-- DATA RECORDS --
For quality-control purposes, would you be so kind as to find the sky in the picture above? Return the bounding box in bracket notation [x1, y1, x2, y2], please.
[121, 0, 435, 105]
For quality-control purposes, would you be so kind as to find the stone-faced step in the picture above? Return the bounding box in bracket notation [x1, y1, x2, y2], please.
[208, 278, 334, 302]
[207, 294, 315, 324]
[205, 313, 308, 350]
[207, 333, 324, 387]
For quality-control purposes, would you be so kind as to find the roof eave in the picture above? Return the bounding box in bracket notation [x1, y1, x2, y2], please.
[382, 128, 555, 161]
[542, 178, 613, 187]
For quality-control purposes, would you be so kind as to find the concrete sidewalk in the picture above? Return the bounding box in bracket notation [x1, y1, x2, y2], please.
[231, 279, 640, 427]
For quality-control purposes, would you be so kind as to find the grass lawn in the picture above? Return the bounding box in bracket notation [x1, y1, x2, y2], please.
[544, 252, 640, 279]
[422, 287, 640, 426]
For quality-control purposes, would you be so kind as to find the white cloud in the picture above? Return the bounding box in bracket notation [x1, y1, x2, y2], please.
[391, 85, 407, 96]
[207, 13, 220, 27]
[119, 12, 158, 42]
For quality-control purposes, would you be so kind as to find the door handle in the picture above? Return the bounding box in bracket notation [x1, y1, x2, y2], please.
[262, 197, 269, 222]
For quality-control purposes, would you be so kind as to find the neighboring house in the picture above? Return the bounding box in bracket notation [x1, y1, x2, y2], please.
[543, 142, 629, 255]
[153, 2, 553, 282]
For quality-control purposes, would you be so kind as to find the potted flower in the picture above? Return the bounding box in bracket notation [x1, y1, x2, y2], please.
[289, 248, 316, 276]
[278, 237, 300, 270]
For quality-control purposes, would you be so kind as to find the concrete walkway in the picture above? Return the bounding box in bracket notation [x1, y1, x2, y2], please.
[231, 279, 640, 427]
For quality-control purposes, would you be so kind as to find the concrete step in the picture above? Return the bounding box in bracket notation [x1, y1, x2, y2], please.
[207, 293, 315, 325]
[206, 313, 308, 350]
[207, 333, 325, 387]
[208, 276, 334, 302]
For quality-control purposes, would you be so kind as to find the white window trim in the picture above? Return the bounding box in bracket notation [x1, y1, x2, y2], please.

-- WHAT YOU HAVE TO DO --
Can you rewrite only the lines from the line with "find the grass" to the line with "[119, 12, 158, 42]", both ends included? Keep the requests unchanged, multiply each bounding-box coordinate in the answers by 2.3, and round to whole numbers with halves rounded up.

-- ANSWER TO THE TASK --
For quality-control purposes, would you be so kind as to find the grass lawn in the picture above? Return the bounding box in bracket notation [x1, y1, x2, y2], please.
[1251, 580, 1472, 642]
[971, 660, 1472, 980]
For quality-control purposes, would you be so kind as to find the white cloud in the picture above? Return the bounding box in bracket notation [x1, y1, x2, y2], please.
[899, 196, 936, 221]
[476, 30, 506, 62]
[274, 28, 363, 97]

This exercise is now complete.